**Brief:** Rewrite the Oregon wildfire report starting with "In Washington state, a" and going on through "through the region.", putting "one-year-old child" in place of "one-year-old boy".

**Quoted text:**

════════════════════

Oregon fires force 500,000 to evacuate as blazes across American west kill 15

Date Added: September 11, 2020 05:00:27 PM
Author: Sutra Web Directory
Category: News & References: Breaking News

More than 500,000 people in Oregon have been forced to evacuate as unprecedented wildfires rage across the state, amounting to more than 10% of the population, authorities said Thursday.

Wildfires searing through the American west have killed at least 15 people, leveled entire neighborhoods and forced stretched firefighting crews to make tough decisions about where to deploy.

The situation is especially acute in Oregon where fire conditions not seen in three decades have fueled huge blazes that have killed at least three people, destroyed at least five towns and forced the evacuation of communities from the southern border to the Portland suburbs.

On Thursday night, President Donald Trump approved an emergency declaration in the state, enabling federal assistance to bolster local efforts.

The state’s governor, Kate Brown, said on Thursday that more than 900,000 acres have burned across the state in the last several days – nearly double the amount of land that usually burns in a typical year. “We have never seen this amount of uncontained fire across the state,” Brown said.

The Oregon Office of Emergency Management said wildfire activity was made even more dangerous in northwestern Oregon as hot, windy conditions continued. Arson investigators have opened a probe into the suspicious origins of a deadly fire that began in the town of Ashland and destroyed hundreds of homes.

In Washington state, a one-year-old boy died after his family was apparently overrun by flames trying to flee a wildfire.

And in northern California’s Butte county, where the town of Paradise was devastated by the deadly Camp fire in 2018, at least 10 people have died and 16 are missing amid the North Complex fire currently burning through the region.

More than 17,000 firefighters are involved in battling the blazes.

════════════════════

**Given data:**
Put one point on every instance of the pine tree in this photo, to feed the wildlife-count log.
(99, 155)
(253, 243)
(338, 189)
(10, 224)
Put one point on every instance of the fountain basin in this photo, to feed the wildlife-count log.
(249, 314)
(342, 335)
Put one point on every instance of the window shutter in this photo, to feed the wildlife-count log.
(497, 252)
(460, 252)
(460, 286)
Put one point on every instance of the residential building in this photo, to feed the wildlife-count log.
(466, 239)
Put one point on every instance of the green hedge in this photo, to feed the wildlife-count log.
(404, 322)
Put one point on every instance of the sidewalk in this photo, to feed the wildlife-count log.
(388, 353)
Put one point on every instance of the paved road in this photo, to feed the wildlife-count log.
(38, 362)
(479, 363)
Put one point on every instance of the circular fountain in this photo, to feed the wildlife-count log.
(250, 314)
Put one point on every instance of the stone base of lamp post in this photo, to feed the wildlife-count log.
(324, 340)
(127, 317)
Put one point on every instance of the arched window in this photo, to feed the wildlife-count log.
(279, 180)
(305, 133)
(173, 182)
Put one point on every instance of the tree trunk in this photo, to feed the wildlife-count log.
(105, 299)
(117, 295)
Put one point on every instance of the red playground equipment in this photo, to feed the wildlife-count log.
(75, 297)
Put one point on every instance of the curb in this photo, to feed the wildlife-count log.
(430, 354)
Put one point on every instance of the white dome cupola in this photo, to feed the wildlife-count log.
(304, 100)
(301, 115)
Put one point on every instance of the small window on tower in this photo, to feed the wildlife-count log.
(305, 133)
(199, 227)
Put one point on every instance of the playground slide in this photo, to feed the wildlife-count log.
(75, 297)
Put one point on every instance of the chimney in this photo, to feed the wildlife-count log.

════════════════════

**Exercise answer:**
In Washington state, a one-year-old child died after his family was apparently overrun by flames trying to flee a wildfire.

And in northern California’s Butte county, where the town of Paradise was devastated by the deadly Camp fire in 2018, at least 10 people have died and 16 are missing amid the North Complex fire currently burning through the region.